TESTO DI PARTENZA
▬▬▬▬▬▬

Victor Hugo si schierava tra i contrari nel 1920 quando scrisse il romanzo L’ultimo giorno di un condannato a morte, Amnesty International è tra i contrari, io sono tra i contrari. Assisto allo spettacolo di Davide Sacco, tratto dal romanzo di Victor Hugo con molte aspettative. Voglio che sia in grado di far cambiare parere a tutti quelli che sono favorevoli.
I primi a testimoniare sono gli attivisti di Amnesty International. Oggi ancora cinquantotto Paesi nel mondo mantengono la pena di morte. Alcuni la applicano per omicidio, altri per truffa ai danni dello stato, concussione e frode, altri ancora per adulterio o per omosessualità. Spesso vengono condannati degli innocenti, di solito sono poveri ed emarginati. I metodi con cui viene inflitta la morte non sono quasi mai efficaci al tal punto che i condannati non sentano di morire. Essi provano dolore e allora alla condanna di perdere a vita si aggiunge la tortura della carne e, invece, “ogni individuo ha diritto alla vita” e “nessun individuo potrà essere sottoposto a tortura” recita la Dichiarazione Universale dei Diritti Umani.
Davide Sacco porta la testimonianza di un condannato per omicidio. È il condannato di cui Hugo ha raccolto i pensieri nel diario dei suoi ultimi giorni. Riscrive, taglia, riadatta, aggiunge, trasforma il romanzo in una versione definita 'punk'.
Lo scorrere del tempo è sempre scandito, dai passi pesanti sulle tavole di legno dell’unico attore in scena, dal suo dito che batte sul microfono. Il condannato, fino a ieri libero nel corpo e nei pensieri è in una gabbia, imprigionato nell’unico pensiero della sua morte. Siamo noi ad avergliela inflitta. Lo facciamo ogni volta in cui non lottiamo per eliminare questa pratica, ogni volta in cui pensiamo che la cosa non ci riguardi. Allora il condannato ci fa alzare dalle nostre poltrone e ci sistema sul palco, intorno alla sua gabbia. Ognuno di noi ha un cappuccio da boia. Ognuno è colpevole di omicidio quando è lo Stato ad uccidere. Anche un lattante è un assassino se c’è qualcuno che viene messo a morte per il bene dello Stato. C’è chi viene al mondo con due peccati originali.

▬▬▬▬▬▬

Elementi archiviati del dataset
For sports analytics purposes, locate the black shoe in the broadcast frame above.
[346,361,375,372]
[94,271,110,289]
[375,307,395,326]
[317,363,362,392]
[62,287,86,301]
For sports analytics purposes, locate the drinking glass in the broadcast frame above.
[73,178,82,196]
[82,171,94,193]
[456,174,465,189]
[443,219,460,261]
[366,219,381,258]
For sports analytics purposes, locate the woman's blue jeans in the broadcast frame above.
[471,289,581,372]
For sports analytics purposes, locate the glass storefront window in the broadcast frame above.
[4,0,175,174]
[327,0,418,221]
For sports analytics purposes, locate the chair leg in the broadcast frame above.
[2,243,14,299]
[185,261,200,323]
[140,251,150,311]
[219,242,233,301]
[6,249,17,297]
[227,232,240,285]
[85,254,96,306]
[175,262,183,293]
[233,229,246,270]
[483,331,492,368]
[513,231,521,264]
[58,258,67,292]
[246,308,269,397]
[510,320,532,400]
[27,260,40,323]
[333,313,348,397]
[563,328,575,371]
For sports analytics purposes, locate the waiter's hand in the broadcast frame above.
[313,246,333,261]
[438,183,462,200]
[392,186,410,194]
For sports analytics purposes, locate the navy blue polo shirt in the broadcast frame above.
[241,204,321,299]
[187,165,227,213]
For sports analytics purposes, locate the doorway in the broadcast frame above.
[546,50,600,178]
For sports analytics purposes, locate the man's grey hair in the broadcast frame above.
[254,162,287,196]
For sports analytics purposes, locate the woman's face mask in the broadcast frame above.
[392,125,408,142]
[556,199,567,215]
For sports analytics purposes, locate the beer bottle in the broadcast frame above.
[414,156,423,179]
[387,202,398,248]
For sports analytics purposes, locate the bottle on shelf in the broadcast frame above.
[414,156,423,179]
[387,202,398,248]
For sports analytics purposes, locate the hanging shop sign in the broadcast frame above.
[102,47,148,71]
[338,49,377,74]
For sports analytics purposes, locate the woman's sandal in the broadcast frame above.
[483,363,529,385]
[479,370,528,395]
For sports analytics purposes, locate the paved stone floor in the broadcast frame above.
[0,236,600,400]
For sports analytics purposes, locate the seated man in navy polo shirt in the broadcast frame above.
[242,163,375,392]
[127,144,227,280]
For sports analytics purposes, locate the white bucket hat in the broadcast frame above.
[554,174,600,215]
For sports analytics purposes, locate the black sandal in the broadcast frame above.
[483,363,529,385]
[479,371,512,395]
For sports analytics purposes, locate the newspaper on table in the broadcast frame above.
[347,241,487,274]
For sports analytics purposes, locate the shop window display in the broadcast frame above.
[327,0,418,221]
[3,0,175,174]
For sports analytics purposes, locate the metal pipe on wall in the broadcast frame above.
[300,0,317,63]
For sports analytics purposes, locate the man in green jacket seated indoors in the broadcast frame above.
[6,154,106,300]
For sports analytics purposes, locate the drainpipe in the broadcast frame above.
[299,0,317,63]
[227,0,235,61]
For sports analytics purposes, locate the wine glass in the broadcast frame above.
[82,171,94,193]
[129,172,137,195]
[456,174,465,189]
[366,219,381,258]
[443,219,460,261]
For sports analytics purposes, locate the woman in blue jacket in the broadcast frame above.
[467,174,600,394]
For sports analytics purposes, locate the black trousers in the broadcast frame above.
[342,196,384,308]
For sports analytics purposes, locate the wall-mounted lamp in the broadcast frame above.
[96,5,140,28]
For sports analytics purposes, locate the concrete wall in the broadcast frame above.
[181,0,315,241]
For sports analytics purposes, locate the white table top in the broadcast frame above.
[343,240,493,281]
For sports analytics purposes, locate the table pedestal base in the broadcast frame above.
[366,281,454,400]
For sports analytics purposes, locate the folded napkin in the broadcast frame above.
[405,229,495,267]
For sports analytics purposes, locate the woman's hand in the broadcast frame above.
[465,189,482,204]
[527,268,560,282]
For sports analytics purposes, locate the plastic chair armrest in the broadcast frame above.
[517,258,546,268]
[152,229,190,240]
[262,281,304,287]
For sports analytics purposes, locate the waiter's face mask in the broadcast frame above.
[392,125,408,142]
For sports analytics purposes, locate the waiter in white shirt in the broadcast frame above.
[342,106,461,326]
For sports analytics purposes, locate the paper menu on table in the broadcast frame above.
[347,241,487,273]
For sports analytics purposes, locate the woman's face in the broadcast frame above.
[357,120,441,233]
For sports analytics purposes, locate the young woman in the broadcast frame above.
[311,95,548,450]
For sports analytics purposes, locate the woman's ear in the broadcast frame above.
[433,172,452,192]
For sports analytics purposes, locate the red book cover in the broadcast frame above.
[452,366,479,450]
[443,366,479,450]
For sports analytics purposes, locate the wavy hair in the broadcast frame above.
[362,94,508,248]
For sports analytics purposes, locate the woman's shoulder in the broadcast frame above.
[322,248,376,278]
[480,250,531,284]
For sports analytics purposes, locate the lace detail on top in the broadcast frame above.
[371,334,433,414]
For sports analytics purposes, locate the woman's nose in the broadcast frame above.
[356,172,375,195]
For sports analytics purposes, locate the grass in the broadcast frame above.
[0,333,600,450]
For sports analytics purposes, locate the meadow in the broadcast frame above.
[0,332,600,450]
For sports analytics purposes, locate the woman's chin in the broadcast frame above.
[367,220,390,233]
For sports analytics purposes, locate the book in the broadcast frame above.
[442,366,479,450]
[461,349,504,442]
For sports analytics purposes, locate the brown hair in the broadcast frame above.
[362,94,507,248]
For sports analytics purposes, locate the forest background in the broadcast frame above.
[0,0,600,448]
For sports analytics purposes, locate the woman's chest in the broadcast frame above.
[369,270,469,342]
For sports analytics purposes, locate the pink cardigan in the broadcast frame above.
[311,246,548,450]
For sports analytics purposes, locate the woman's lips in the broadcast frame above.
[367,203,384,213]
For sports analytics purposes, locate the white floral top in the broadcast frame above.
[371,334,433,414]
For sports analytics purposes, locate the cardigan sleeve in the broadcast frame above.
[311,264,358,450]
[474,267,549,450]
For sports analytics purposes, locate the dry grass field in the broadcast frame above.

▬▬▬▬▬▬

ESERCIZI PROPOSTI
- A) Traduci in inglese la frase «Ognuno di noi ha un cappuccio da boia.» presa dal testo sulla pena di morte.
- B) Prosegui il testo sulla pena di morte a partire dalla sua ultima frase.
I dati non hanno alcun legame con il testo sulla pena di morte.

RISPOSTE NELL'ORDINE
- A) Each of us has an executioner's hood.

- B)
La partecipazione dello spettatore avviene anche attraverso la voce. Ad uno ad uno, il condannato ci porge il microfono e chi è sul palco intorno alla gabbia ma anche chi è in prima fila legge la sentenza “Condannato a morte!”.
L’uomo è vestito e truccato come una rock star. Il porgere il microfono verso il pubblico, il linguaggio del corpo ricco di gesti energici, le frasi gridate creano l’atmosfera di un concerto senza musica. La melodia è delle parole. Il ritmo è quello della burocrazia che allunga la tortura di giorno in giorno, di settimana in settimana. Si tratta di un omicidio per il quale servono bolli, approvazioni, verifiche, date disponibili, un esecutore da pagare, una piazza disponibile ad accogliere la folla di curiosi. Il condannato batte i piedi sulle assi di legno. Parallelamente alla follia della società con un paio di ritratti grotteschi che vengono fuori dal racconto, viviamo la follia del recluso conoscendone i pensieri e stralci di una vita abbandonata per sempre. Egli lascia una madre, una moglie e una figlia: tre vedove, tre orfane.
Orazio Cerino ci conduce nel buio delle celle con vigore e senza cortesia. I cappucci da boia ce li tira addosso. Siamo sempre sull’attenti perché potrebbe avvicinarsi da un momento all’altro, toccarci, chiederci di toccarlo. In fondo siamo tutti coinvolti. L’interpretazione è sempre molto carica. Gli spettatori ne avvertono l’energia e lo applaudono a lungo.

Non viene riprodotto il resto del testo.